Domande tardive di crediti

Dispositivo dell'art. 101 Legge fallimentare

(1) Le domande di ammissione al passivo di un credito, di restituzione o rivendicazione di beni mobili e immobili, trasmesse al curatore (2) oltre il termine di trenta giorni prima dell'udienza fissata per la verifica del passivo e non oltre quello di dodici mesi dal deposito del decreto di esecutività dello stato passivo sono considerate tardive (3); in caso di particolare complessità della procedura, il tribunale, con la sentenza che dichiara il fallimento, può prorogare quest'ultimo termine fino a diciotto mesi.

Il procedimento di accertamento delle domande tardive si svolge nelle stesse forme di cui all'articolo 95. Il giudice delegato fissa per l'esame delle domande tardive un'udienza ogni quattro mesi [110], salvo che sussistano motivi d'urgenza (4). Il curatore dà avviso a coloro che hanno presentato la domanda, della data dell'udienza. Si applicano le disposizioni di cui agli articoli da 93 a 99.

Il creditore ha diritto di concorrere sulle somme già distribuite nei limiti di quanto stabilito nell'articolo 112. Il titolare di diritti su beni mobili o immobili, se prova che il ritardo è dipeso da causa non imputabile, può chiedere che siano sospese le attività di liquidazione del bene sino all'accertamento del diritto.

Decorso il termine di cui al primo comma, e comunque fino a quando non siano esaurite tutte le ripartizioni dell'attivo fallimentare, le domande tardive sono ammissibili se l'istante prova che il ritardo è dipeso da causa a lui non imputabile.

Note

(1) Articolo così sostituito dal d.lgs. 5/2006.
(2) Il D.L. 18 ottobre 2012, n. 179, convertito con legge 17 dicembre 2012, n. 221 ha sostituito le parole "depositate in cancelleria" con "trasmesse al curatore". Oggi, infatti, ogni domanda di ammissione al passivo (anche tempestiva) va indirizzata al curatore.
(3) Per poter essere ammesse come tardive, deve trattarsi di domande nuove rispetto a quelle già presentate ed escluse, sia sotto il profilo del petitum che della causa petendi.
Quanto al termine introdotto dalla riforma del 2006, si osserva che oggi la domanda di ammissione tardiva deve essere proposta entro 12 mesi, prorogabili fino a 18, dal deposito del decreto di esecutività, mentre in precedenza poteva essere proposta fino all'esaurimento delle operazioni di riparto.
(4) Comma così modificato con d.lgs. 169/2007.
La cadenza prevista dall'articolo (quattro mesi) può essere modificata dal giudice delegato se vi sono motivi di urgenza, di solito legati all'imminenza di un riparto.

Rel. ill. riforma fall. 2007

(Relazione Illustrativa al decreto legislativo 12 Settembre 2007, n. 169)

6 L’articolo 6 del decreto legislativo, reca disposizioni correttive del Titolo II, Capo V della legge fallimentare.

• [MATERIALE FORNITO]

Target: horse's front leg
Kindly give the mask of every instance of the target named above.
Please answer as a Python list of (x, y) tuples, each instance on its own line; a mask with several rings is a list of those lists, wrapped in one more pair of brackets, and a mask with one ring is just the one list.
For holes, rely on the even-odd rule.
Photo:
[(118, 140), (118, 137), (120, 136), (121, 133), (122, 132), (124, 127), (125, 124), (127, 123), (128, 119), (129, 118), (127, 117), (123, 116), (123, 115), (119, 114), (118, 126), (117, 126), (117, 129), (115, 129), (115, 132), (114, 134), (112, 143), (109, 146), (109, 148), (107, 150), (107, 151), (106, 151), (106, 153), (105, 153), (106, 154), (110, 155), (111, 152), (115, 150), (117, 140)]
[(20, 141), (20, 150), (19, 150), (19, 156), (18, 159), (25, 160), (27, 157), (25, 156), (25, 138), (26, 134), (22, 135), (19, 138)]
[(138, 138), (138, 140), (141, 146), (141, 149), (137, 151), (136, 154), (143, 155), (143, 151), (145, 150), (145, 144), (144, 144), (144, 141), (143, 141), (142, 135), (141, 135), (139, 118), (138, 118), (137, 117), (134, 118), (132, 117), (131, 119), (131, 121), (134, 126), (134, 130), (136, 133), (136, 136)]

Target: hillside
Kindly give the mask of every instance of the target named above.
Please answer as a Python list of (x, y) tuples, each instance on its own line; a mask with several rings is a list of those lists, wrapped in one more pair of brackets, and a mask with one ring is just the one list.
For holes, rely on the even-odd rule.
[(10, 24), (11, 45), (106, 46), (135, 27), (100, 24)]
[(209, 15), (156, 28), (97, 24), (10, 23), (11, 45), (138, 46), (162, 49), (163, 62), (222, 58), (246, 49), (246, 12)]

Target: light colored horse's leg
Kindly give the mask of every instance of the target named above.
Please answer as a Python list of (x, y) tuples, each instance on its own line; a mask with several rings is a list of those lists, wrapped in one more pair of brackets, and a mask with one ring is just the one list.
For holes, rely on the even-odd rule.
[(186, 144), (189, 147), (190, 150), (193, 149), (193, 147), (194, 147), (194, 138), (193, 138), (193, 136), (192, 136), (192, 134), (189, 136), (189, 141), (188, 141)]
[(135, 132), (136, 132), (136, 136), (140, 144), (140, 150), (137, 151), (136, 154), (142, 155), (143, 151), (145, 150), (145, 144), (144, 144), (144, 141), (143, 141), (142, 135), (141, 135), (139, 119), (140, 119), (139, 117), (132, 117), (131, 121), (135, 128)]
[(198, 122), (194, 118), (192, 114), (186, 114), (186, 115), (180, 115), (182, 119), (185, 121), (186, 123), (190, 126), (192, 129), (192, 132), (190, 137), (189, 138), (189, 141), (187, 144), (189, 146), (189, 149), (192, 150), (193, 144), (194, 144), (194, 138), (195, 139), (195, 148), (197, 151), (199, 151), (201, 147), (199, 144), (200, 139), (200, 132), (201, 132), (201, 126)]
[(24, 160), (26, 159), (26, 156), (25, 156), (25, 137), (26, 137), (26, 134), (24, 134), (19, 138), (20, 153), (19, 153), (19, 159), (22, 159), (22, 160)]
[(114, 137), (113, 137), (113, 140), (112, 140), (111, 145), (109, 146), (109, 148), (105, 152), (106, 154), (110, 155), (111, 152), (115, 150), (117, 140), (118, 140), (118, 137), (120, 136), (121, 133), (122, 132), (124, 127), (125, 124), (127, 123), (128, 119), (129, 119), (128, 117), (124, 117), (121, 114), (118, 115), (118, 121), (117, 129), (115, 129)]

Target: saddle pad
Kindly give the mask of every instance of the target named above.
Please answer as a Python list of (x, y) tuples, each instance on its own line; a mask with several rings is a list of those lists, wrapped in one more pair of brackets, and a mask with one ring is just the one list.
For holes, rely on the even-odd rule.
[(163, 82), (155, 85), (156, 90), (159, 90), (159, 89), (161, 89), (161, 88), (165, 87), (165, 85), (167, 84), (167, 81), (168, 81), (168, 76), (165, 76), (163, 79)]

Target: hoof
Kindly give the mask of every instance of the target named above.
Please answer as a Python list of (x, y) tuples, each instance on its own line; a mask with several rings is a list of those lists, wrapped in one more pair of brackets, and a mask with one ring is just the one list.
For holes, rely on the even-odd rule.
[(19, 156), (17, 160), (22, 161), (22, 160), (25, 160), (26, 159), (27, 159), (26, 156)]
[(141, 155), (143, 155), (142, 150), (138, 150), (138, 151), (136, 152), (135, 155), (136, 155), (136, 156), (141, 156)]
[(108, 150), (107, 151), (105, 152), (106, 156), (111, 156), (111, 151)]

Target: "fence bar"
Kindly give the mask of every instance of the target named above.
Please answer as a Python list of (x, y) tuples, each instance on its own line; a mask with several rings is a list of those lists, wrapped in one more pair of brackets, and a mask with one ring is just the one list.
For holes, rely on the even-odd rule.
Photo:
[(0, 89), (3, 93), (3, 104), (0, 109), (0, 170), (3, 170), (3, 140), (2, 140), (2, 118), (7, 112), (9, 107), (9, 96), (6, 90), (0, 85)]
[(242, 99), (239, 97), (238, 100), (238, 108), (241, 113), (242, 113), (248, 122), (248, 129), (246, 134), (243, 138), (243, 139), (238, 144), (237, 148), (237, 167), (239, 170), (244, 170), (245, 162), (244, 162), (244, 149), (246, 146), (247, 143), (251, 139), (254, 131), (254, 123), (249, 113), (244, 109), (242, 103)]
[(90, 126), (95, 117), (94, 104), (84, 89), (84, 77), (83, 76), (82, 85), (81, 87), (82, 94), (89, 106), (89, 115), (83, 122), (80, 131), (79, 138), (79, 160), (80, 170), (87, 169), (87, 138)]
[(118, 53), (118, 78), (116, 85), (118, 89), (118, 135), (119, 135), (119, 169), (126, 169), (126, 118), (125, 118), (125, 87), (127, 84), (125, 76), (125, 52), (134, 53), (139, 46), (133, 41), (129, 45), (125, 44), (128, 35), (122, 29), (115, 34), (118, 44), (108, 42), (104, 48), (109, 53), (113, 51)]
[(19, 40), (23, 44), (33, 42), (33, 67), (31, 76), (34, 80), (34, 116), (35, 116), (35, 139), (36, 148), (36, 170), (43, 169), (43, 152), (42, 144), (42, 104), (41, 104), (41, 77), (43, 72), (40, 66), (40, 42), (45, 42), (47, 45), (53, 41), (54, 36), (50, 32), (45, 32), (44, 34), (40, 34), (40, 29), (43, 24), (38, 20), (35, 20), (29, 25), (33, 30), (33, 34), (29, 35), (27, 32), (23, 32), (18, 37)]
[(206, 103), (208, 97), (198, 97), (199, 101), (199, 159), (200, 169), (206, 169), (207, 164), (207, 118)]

• [COMPITI]
[1] Trascrivi dal testo sulle domande tardive il passo che comincia con "Domande tardive di" e finisce con "a diciotto mesi.".
[2] Elenca le diverse durate espresse in giorni o in mesi che compaiono nel testo sulle domande tardive, riportando ciascuna una sola volta.
I record non hanno alcun ruolo in questo esercizio.

• [RISPOSTE]
[1]
Domande tardive di crediti

Dispositivo dell'art. 101 Legge fallimentare

(1) Le domande di ammissione al passivo di un credito, di restituzione o rivendicazione di beni mobili e immobili, trasmesse al curatore (2) oltre il termine di trenta giorni prima dell'udienza fissata per la verifica del passivo e non oltre quello di dodici mesi dal deposito del decreto di esecutività dello stato passivo sono considerate tardive (3); in caso di particolare complessità della procedura, il tribunale, con la sentenza che dichiara il fallimento, può prorogare quest'ultimo termine fino a diciotto mesi.

[2]
- trenta giorni
- dodici mesi
- diciotto mesi
- quattro mesi